▸ **Texto**:
Com o surgimento das Escolas Normais (responsáveis pela formação de professoras nos anos 1835 em diante), os discursos higienistas e positivistas continuam a ser transmitidos através de regulamentos, diretórios, concursos, marcos legais, produção de conhecimento científico e matrizes curriculares, mesmo depois da sua extinção devido a fatores como o desprestígio da profissão docente. Os cursos de educação e licenciaturas continuam sendo ocupados majoritariamente por mulheres, experiência observada e vivenciada em nossa formação universitária. Não à toa, as diversas tarefas e demandas quanti-qualitativas atribuídas à professora (cuidadora, terapeuta, enfermeira, tia) são atribuídas também às mães: “guerreiras” que tudo suportam, trabalhadoras incansáveis, que (sobre)vivem em função de suas crias, em contraposição ao próprio processo de desumanização que admite sua importância, mas continua explorando-a como objeto de reprodução social13 mercado(lógico).
Através das epistemologias feministas e queer, dos Estudos Culturais, e da Teoria política do Discurso podemos problematizar a busca docente pela sua identidade profissional: o que é ser docente em um social sempre contingente? Porque escolhemos lecionar? Quais propostas biosociopolíticas estão atravessadas pelo “ser docente” e quando se é docente, que tempo sobra para sermos humanos/as e lidarmos com os diferentes papéis de sujeitos que somos?
A partir de Saviani (2007), em a História das idéias pedagógicas no Brasil, percebemos - fugindo das universalidades e totalizações de forma atenta e munidos/as por uma abordagem retrodutiva -que as nossas formas de conceber “educação” têm sua gênese em momentos históricos coloniais, e que dentro dessas histórias (de modo contingente e em seu sentido hegemônico) sempre foram moduladas e “reformadas” diante das demandas mercadológicas, até os dias de hoje, onde assistimos, vivemos e nos contrapomos às diversas reformas educacionais alinhadas aos interesses do capitalismo neoliberal, a exemplo: a “reforma” do Ensino Médio no Brasil.14
Dentro de tais contextos, encontra-se o/a professor/a, figura importante para a consolidação de processos educacionais/sistêmicos. A identidade do/a professor/a, o arquétipo do que seria este sujeito ou a partir de Dubar (1997) os “atos de atribuição”15 que constituem essa identidade, mudam paulatinamente ao longo do tempo e isso pode ser inferido através das próprias distinções de sujeito encontradas em Ciampa (1987); Mercer (1990) Dubar (1997); Bauman (2005); Laclau e Mouffe (2015).
Contudo, na contemporaneidade, os discursos conservadores - putrefatos da colonialidade e do moralismo religioso/hegemônico - pairam de modo renovado e articulado a outros discursos, a fim de uma contínua re(catequização) e regulação da prática docente e dos sujeitos que a constroem (dentro e fora dos espaços físicos educacionais).

▸ **Trechos das entradas**:
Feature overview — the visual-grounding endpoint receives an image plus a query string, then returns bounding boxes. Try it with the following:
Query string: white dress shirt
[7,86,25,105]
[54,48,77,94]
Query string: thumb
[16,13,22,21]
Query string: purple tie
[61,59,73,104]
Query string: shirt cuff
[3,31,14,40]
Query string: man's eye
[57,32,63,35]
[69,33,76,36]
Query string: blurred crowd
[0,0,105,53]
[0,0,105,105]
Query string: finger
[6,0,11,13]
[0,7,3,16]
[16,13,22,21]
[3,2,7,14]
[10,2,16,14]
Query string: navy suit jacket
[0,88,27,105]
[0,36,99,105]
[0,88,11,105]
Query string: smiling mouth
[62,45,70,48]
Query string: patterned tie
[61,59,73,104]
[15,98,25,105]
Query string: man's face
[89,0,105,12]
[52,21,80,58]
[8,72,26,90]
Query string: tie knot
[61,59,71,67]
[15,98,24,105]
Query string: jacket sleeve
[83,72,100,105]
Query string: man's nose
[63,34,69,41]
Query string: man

▸ **Trabalho solicitado**: Transcreva sem alterações o trecho do texto sobre a identidade docente que começa em "Através das epistemologias" e termina em "sujeitos que somos?". As entradas não são utilizadas neste trabalho.

▸ **Resultado da tarefa**:
Através das epistemologias feministas e queer, dos Estudos Culturais, e da Teoria política do Discurso podemos problematizar a busca docente pela sua identidade profissional: o que é ser docente em um social sempre contingente? Porque escolhemos lecionar? Quais propostas biosociopolíticas estão atravessadas pelo “ser docente” e quando se é docente, que tempo sobra para sermos humanos/as e lidarmos com os diferentes papéis de sujeitos que somos?